* _Exercise instructions_
List every line in the rows below that contains the word "wooden". Case counts, so include only lines where the capitalization matches.

+--

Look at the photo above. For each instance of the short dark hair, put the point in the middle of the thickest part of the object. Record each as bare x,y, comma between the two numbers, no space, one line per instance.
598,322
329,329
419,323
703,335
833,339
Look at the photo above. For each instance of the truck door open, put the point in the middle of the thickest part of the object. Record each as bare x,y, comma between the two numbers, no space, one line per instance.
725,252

+--

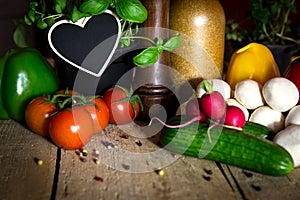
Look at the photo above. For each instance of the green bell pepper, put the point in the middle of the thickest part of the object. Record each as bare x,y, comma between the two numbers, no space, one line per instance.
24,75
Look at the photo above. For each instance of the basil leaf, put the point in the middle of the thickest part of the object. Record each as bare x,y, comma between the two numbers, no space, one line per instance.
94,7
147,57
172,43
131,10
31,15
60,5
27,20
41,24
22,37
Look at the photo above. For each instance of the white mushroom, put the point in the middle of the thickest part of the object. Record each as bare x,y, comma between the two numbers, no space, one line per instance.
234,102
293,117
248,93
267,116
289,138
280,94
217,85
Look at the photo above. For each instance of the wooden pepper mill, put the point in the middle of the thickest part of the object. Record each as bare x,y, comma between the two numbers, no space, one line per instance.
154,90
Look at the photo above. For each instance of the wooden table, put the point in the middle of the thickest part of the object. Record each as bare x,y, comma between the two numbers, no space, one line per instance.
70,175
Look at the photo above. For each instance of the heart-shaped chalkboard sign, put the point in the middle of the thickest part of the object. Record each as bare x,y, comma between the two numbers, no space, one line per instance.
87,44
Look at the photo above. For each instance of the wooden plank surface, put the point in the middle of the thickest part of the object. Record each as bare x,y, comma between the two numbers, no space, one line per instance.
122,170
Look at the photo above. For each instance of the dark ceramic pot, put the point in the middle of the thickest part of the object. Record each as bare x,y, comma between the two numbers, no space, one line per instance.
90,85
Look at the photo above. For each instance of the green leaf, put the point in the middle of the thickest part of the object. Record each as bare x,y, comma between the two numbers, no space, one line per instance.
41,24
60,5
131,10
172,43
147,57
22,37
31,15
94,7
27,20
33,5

+--

* _Exercise result_
Look at the photo above. For each instance of the wooden pepper mill, put the point in the middle of the thickest part of the object. Record each as bare x,y, comma between the two numbers, no space, one line per instance.
Look at the photo above. For each instance of the wooden table, put the point in the middle of the thickest part of the object. Record each as bare x,y, comma between the two numbers, no space, one line per instance.
Look at the photo above. For each instance of the wooden plank surface, put the point in the middle of the thickest part of the object. Record each as bare x,y, comma between the two numbers, no space, one line per instance.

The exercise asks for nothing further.